- Exercise aim
The answer must restate every entry below word for word.

[Source records]
......
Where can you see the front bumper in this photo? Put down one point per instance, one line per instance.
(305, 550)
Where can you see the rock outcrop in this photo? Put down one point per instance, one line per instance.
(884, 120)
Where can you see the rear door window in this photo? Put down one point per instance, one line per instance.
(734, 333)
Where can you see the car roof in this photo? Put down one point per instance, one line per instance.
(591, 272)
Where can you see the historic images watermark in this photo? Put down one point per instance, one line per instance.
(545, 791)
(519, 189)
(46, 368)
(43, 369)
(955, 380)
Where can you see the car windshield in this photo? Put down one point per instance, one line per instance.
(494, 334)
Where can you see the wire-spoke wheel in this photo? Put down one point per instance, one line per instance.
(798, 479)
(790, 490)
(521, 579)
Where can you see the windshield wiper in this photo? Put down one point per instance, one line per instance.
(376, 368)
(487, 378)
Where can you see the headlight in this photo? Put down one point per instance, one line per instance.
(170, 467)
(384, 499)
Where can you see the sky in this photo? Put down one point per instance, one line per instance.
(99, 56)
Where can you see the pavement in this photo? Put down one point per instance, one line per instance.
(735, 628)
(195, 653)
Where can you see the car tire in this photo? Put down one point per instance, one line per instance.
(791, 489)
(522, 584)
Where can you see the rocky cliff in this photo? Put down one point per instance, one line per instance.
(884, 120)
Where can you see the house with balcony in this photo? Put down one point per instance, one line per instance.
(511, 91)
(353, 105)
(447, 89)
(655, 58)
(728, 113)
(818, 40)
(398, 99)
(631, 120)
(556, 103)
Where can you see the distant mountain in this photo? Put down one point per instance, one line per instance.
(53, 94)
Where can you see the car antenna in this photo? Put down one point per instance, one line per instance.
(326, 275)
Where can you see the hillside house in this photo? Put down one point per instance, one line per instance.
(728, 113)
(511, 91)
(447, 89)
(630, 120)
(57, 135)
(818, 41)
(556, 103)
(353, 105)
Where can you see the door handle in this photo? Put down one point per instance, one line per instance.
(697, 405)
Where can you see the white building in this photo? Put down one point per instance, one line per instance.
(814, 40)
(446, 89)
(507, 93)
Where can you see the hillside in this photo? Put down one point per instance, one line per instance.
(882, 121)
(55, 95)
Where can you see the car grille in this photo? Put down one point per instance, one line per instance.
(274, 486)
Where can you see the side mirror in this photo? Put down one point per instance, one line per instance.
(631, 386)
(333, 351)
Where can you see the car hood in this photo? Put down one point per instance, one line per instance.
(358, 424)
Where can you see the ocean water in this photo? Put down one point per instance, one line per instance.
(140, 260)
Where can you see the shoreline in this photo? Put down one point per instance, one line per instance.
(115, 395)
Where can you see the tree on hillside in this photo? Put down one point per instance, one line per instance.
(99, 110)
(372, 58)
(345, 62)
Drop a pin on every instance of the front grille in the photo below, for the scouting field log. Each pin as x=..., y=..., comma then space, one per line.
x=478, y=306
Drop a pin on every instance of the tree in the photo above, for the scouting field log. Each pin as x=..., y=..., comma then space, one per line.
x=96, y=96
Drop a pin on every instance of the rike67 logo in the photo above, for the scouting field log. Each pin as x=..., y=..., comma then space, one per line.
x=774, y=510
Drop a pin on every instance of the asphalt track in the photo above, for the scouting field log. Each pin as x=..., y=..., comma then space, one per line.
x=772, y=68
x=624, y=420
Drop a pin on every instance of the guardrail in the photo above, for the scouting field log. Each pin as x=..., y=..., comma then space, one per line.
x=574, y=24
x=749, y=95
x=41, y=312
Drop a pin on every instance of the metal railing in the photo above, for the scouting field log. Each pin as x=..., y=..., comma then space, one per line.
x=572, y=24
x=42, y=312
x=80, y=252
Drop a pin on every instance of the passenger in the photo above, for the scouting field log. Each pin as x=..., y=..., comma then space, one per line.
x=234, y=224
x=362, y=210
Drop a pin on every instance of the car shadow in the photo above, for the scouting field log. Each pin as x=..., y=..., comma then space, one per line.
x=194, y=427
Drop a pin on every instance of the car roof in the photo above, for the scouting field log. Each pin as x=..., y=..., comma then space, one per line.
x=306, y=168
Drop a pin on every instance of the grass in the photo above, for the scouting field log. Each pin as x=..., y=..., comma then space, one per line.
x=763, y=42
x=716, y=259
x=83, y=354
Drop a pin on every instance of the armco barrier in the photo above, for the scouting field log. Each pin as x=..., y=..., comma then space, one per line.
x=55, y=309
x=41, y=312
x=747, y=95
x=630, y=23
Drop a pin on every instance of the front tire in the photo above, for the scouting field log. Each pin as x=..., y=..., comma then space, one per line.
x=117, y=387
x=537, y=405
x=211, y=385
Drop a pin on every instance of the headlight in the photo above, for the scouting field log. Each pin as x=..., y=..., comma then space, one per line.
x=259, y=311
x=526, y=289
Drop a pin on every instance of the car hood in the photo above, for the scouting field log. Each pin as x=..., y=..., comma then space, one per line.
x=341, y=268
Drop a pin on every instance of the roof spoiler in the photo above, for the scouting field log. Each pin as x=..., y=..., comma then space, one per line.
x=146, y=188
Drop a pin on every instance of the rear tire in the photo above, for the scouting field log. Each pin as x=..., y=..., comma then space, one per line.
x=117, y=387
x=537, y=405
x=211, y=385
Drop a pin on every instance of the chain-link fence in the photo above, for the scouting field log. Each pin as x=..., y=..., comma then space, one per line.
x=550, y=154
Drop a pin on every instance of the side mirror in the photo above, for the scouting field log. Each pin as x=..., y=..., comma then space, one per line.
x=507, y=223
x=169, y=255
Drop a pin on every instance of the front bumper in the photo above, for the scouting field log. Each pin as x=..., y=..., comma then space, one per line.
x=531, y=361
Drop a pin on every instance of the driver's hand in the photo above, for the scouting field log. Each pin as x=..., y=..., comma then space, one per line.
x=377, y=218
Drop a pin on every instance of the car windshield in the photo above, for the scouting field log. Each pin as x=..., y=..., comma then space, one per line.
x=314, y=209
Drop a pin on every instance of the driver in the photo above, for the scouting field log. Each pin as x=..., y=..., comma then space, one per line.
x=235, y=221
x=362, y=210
......
- Answer for the task
Where can you see the front bumper in this photo? Put down one point per instance, one line per instance.
(305, 550)
Where can you see the rock outcrop in this photo? Put down one point per instance, one line per instance.
(884, 120)
Where can you see the rear door window in this photo? Put down one point per instance, one line per instance.
(734, 333)
Where can you see the car roof in this photo? Put down one point per instance, one line per instance.
(591, 272)
Where can you see the historic images watermark in this photo? Put down one point per instance, one line per instance.
(545, 791)
(519, 189)
(46, 368)
(43, 369)
(955, 380)
Where can you see the car windshield in this photo? Put down one point per instance, one line per instance.
(494, 334)
Where can you see the wire-spoke wheel in this photo? Put down one point per instance, one line per instance.
(798, 479)
(790, 490)
(521, 579)
Where can you see the windshield wiper in this photo? Put down one point per instance, one line per instance.
(376, 368)
(487, 378)
Where can you see the headlight in this photo? Put down one point per instance, one line per instance.
(170, 467)
(384, 499)
Where can you see the sky in this photo? Put down one point per instance, one line per instance.
(99, 56)
Where can you see the pavement in this photo? Put down one point per instance, one line per instance.
(735, 628)
(195, 653)
Where can you see the car tire in this photo? Put down one point per instance, one line per instance.
(791, 489)
(522, 584)
Where can you see the rocky cliff in this photo? Put down one point per instance, one line per instance.
(884, 120)
Where can you see the house with balcony in this photo? Put down one point per instance, one line per instance.
(511, 91)
(353, 105)
(447, 89)
(655, 58)
(728, 113)
(818, 40)
(398, 99)
(631, 120)
(556, 103)
Where can you see the distant mountain in this photo? Put down one point per instance, one line per instance.
(53, 94)
Where can you see the car antenna in this photo? Put down one point per instance, one line per instance.
(326, 275)
Where can you see the hillside house in this photo? Put down one point per instance, one line per instance.
(728, 113)
(511, 91)
(447, 89)
(630, 120)
(57, 135)
(818, 41)
(556, 103)
(353, 105)
Where can you see the door handle in this photo? Put down one point per instance, one line per instance.
(697, 405)
Where can you see the white building in this photo? Put down one point per instance, one line per instance.
(814, 40)
(446, 89)
(507, 93)
Where can you see the hillside in this photo? Put down one point per instance, one line per instance.
(882, 121)
(55, 95)
Where can you see the car grille in this photo? Put down one point per instance, one line per instance.
(274, 486)
Where can you see the side mirror in this photo? Put down one point per instance, one line per instance.
(631, 386)
(333, 351)
Where can you see the car hood in this photo? Put down one point per instance, one line per instance.
(358, 424)
Where can you see the ocean water in this photo? Put down one point per instance, one line per instance.
(140, 260)
Where can you see the shoreline in this photo? Put down one point per instance, one line per instance.
(115, 395)
Where can you see the tree on hillside in this photo? Put down one point per instance, one line per instance.
(99, 110)
(372, 58)
(345, 62)
Drop a pin on every instance of the front grille in the photo below, for the scouting field log. Each pin as x=..., y=..., comma then space, one per line.
x=478, y=306
Drop a pin on every instance of the tree in the photo above, for the scouting field log. Each pin as x=..., y=..., comma then space, one per line.
x=96, y=96
Drop a pin on every instance of the rike67 logo in the photo above, for the scouting field log. Each pin as x=..., y=..., comma then space, one per line.
x=774, y=510
Drop a pin on every instance of the asphalt track in the photo above, for the scouting field log. Each pin as x=..., y=..., comma then space, one per line.
x=772, y=68
x=624, y=420
Drop a pin on every instance of the guardrail in the photo above, for the scouting field log. Each pin as x=..., y=..., comma then space, one per line.
x=574, y=24
x=749, y=95
x=41, y=312
Drop a pin on every instance of the metal railing in the photo above, for the scouting field log. Each pin as x=..., y=..., comma then space, one per line.
x=572, y=24
x=42, y=312
x=80, y=252
Drop a pin on every instance of the passenger in the photo above, for the scouting field log. Each pin as x=..., y=..., comma then space, one per line.
x=234, y=224
x=362, y=210
Drop a pin on every instance of the car shadow in the photo above, for the scouting field log. Each pin as x=..., y=..., comma then space, one per line.
x=194, y=427
Drop a pin on every instance of the car roof in the photo above, for the scouting field log. Each pin as x=..., y=..., comma then space, one per line.
x=306, y=168
Drop a pin on every instance of the grass in the photo above, for the scouting field log. Each pin as x=..., y=..., comma then space, one per line.
x=763, y=42
x=716, y=259
x=83, y=354
Drop a pin on every instance of the armco barrier in the photo above, for the scouting field log. Each pin as x=..., y=..., comma then space, one per line.
x=55, y=309
x=41, y=312
x=747, y=95
x=630, y=23
Drop a pin on every instance of the front tire in the photo above, for the scouting field log. Each pin as x=..., y=..., comma then space, one per line.
x=117, y=387
x=537, y=405
x=211, y=385
Drop a pin on every instance of the headlight in the photo above, for the scouting field log. Each pin as x=..., y=..., comma then space, one per line.
x=259, y=311
x=526, y=289
Drop a pin on every instance of the car hood in the photo above, for the scouting field log. Each pin as x=..., y=..., comma then space, one per line.
x=341, y=268
Drop a pin on every instance of the roof spoiler in the photo above, for the scouting field log. Each pin as x=..., y=..., comma then space, one per line.
x=146, y=188
Drop a pin on every instance of the rear tire in the photo above, for the scouting field log. Each pin as x=..., y=..., comma then space, one per line.
x=117, y=387
x=537, y=405
x=211, y=385
Drop a pin on every instance of the chain-link fence in the photo above, for the scouting field log. Each pin as x=..., y=..., comma then space, one per line.
x=550, y=154
Drop a pin on every instance of the side mirror in the photo above, for the scouting field log. Each pin as x=..., y=..., comma then space, one per line.
x=507, y=223
x=169, y=255
Drop a pin on every instance of the front bumper in the photo above, for the scouting field log. Each pin as x=..., y=..., comma then space, one per line.
x=531, y=361
Drop a pin on every instance of the driver's hand in the photo above, for the scouting field log. Each pin as x=..., y=..., comma then space, one per line.
x=377, y=218
Drop a pin on every instance of the car windshield in the photo above, for the scouting field log. Each pin as x=..., y=..., comma then space, one per line.
x=314, y=209
Drop a pin on every instance of the driver in the photo above, for the scouting field log. Each pin as x=..., y=..., comma then space, one per line.
x=235, y=221
x=362, y=210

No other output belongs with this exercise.